* **STATED TASK**
Starting at the line containing "Segment every instance of the <item>information" and ending at the close of the material, write out every line again, requests included. Multiply each coordinate in the answers by 1.55 and round to whole numbers, with halves rounding up.

* **ROWS**
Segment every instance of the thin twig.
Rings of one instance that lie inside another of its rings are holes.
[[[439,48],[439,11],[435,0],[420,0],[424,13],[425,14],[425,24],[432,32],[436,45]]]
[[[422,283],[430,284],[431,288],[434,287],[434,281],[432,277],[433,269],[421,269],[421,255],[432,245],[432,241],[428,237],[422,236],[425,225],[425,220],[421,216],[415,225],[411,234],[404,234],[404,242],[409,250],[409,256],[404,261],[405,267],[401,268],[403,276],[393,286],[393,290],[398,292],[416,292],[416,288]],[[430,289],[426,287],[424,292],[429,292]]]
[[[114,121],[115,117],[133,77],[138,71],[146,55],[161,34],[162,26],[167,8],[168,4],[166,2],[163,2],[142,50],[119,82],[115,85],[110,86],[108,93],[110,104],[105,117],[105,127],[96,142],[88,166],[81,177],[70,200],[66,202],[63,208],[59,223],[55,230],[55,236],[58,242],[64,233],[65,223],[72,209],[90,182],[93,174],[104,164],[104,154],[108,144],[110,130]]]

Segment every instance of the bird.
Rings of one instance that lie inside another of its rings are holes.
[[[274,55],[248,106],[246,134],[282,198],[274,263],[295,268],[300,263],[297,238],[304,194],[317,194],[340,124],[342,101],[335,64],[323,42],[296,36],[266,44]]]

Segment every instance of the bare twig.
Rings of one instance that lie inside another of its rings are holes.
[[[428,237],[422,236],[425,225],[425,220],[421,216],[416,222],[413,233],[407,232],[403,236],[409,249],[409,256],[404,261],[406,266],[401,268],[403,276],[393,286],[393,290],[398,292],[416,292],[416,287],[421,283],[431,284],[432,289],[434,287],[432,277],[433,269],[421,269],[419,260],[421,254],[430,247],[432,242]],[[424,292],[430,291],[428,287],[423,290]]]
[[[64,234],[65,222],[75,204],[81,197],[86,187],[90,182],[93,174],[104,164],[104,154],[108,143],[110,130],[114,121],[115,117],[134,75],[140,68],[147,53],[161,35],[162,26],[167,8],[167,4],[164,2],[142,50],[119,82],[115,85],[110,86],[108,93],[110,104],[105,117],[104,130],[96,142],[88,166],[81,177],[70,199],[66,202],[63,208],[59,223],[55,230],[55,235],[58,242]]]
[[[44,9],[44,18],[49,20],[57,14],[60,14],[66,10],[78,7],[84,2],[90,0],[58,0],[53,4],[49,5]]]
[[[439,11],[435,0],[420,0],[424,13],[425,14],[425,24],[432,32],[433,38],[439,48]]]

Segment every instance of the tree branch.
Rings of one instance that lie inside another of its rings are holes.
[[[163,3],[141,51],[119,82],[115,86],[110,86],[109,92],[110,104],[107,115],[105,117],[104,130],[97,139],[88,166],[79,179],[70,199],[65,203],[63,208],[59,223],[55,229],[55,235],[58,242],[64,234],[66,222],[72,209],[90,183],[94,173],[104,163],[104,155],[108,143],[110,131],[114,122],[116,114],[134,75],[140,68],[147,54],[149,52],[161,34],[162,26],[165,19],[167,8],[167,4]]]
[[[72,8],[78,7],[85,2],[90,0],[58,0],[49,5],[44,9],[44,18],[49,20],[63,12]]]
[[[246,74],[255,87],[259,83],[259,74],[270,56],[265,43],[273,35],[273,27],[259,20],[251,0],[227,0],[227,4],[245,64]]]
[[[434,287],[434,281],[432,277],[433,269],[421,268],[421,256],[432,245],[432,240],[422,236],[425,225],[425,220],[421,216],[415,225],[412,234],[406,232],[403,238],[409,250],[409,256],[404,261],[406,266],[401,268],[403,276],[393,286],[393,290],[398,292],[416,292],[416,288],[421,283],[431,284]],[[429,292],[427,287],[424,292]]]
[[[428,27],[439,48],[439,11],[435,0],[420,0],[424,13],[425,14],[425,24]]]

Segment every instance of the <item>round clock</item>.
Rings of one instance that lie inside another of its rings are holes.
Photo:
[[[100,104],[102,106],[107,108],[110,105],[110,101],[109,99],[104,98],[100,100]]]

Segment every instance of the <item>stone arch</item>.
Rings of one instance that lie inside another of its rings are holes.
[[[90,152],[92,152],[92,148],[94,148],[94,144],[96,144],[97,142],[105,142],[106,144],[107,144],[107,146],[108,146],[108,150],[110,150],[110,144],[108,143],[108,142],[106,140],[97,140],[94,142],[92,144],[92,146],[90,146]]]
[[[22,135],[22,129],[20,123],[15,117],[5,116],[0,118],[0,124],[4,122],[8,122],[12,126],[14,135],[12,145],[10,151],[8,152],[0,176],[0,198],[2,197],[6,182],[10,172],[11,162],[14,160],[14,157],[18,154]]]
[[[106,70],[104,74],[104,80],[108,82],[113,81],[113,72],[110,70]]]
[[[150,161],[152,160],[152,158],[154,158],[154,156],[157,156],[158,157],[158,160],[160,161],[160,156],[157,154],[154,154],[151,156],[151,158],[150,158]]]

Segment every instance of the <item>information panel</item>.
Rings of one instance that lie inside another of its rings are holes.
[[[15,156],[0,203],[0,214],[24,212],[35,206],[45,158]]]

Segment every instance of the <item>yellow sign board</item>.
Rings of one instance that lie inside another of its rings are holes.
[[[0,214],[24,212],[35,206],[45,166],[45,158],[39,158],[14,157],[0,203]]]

* **RESULT BELOW**
Segment every instance of the <item>information panel</item>.
Rings of one instance that lie inside another of its rings are holes.
[[[23,242],[0,315],[0,332],[37,329],[54,319],[70,245]]]

Segment every instance of the <item>yellow sign board</item>.
Rings of one instance that lie inside another of its rings are holes.
[[[0,332],[37,329],[54,319],[70,257],[70,245],[60,245],[22,243],[0,315]]]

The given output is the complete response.